# Data entries
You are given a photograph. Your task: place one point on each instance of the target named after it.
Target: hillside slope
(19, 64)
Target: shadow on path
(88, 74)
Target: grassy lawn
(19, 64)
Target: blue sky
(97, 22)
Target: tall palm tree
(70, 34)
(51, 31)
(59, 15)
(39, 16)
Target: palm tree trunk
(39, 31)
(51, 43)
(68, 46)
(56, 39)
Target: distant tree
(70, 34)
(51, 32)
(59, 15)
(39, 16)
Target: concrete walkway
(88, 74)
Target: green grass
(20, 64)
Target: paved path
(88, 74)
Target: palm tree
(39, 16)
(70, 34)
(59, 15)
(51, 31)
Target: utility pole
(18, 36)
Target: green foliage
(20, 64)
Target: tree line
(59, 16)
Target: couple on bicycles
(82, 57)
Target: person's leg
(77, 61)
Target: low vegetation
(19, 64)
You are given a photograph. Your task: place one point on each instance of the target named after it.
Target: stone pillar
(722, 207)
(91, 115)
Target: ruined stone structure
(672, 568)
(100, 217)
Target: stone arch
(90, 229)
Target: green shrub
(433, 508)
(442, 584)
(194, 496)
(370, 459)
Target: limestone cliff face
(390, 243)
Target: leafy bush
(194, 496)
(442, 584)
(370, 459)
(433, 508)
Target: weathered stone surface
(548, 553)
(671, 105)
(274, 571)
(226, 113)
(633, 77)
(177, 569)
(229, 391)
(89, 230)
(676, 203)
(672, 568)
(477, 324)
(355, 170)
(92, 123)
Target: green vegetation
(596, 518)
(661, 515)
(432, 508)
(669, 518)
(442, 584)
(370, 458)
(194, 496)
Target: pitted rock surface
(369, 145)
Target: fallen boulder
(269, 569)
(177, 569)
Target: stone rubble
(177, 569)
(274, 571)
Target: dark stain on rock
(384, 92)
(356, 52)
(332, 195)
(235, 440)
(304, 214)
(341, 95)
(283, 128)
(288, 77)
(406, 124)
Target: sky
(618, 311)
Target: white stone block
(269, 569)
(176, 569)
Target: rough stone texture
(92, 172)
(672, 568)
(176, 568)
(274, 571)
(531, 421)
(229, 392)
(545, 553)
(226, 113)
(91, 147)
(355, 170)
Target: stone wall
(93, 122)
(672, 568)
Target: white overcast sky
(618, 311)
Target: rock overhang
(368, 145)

# Task to carry out
Repeat each record exactly, leaving nothing out.

# Output for this task
You are given a photograph. Your task: place one point on each instance of the target named after it.
Target: hillside slope
(19, 64)
Target: shadow on path
(88, 74)
Target: grassy lawn
(19, 64)
Target: blue sky
(97, 22)
Target: tall palm tree
(70, 34)
(51, 31)
(59, 15)
(39, 16)
Target: palm tree trunk
(39, 31)
(51, 43)
(68, 46)
(56, 39)
Target: distant tree
(70, 34)
(51, 32)
(59, 15)
(39, 16)
Target: concrete walkway
(88, 74)
Target: green grass
(20, 64)
Target: paved path
(88, 74)
Target: palm tree
(39, 16)
(70, 34)
(59, 15)
(51, 31)
Target: utility pole
(18, 36)
Target: green foliage
(20, 64)
Target: tree line
(59, 16)
Target: couple on bicycles
(82, 57)
Target: person's leg
(77, 61)
Target: low vegetation
(19, 64)
You are given a photograph. Your task: place one point on each instance of the target named after it.
Target: stone pillar
(722, 207)
(91, 115)
Target: ruined stone structure
(672, 568)
(100, 217)
Target: stone arch
(90, 229)
Target: green shrub
(433, 508)
(442, 584)
(194, 496)
(370, 459)
Target: limestone cliff face
(390, 243)
Target: leafy bush
(194, 496)
(442, 584)
(370, 459)
(433, 508)
Target: weathered stone surface
(548, 553)
(671, 105)
(274, 571)
(226, 113)
(633, 77)
(177, 569)
(229, 391)
(89, 230)
(676, 203)
(672, 568)
(477, 324)
(355, 170)
(92, 123)
Target: green vegetation
(596, 518)
(661, 515)
(432, 508)
(669, 518)
(442, 584)
(370, 458)
(194, 496)
Target: pitted rock surface
(369, 145)
Target: fallen boulder
(269, 569)
(177, 569)
Target: stone rubble
(177, 569)
(274, 571)
Target: dark stain on rock
(384, 92)
(356, 52)
(332, 195)
(235, 440)
(304, 214)
(341, 95)
(283, 128)
(288, 77)
(406, 124)
Target: sky
(618, 311)
Target: white stone block
(269, 569)
(176, 569)
Target: rough stone texture
(92, 172)
(672, 568)
(176, 568)
(274, 571)
(531, 421)
(229, 392)
(545, 553)
(226, 113)
(91, 147)
(355, 170)
Target: stone wall
(93, 122)
(672, 568)
Target: white overcast sky
(618, 311)
Target: rock overhang
(368, 145)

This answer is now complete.